INPUT FOR THIS TASK start
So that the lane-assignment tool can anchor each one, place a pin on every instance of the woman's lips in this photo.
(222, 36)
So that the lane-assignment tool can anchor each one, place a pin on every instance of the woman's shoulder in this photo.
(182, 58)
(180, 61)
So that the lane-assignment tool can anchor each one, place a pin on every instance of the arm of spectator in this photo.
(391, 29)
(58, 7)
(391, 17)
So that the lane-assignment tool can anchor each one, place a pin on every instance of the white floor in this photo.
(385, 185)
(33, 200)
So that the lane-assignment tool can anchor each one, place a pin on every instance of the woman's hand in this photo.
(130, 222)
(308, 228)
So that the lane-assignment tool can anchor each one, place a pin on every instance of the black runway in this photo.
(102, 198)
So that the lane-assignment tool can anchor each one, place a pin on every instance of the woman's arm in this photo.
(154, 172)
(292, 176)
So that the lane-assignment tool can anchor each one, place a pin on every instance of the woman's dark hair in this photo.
INPUT FOR THIS TASK end
Convert the lines above into a JSON list of strings, with one string per line and any blank lines omitted.

## EXERCISE RESULT
[
  "So that the lane-assignment tool can anchor each one, place a pin on every instance of the woman's lips in this photo.",
  "(222, 36)",
  "So that the lane-assignment tool can anchor each one, place a pin on every instance of the woman's shoulder in this photo.",
  "(182, 58)",
  "(180, 61)",
  "So that the lane-assignment tool can anchor each one, place a pin on every instance of the arm of spectator in this photo.",
  "(391, 29)",
  "(58, 7)",
  "(391, 17)",
  "So that the lane-assignment tool can anchor each one, place a pin on every instance of the white floor in this photo.",
  "(385, 185)",
  "(33, 200)",
  "So that the lane-assignment tool can anchor each one, place a pin on every instance of the woman's hand in this photo.",
  "(130, 222)",
  "(308, 228)",
  "So that the lane-assignment tool can anchor each one, place a pin on every instance of the black runway in this photo.",
  "(102, 198)",
  "So that the lane-assignment tool can anchor each one, place a pin on every instance of the woman's arm in this photo.",
  "(154, 172)",
  "(292, 176)",
  "So that the lane-assignment tool can anchor each one, place a pin on every instance of the woman's dark hair in this photo."
]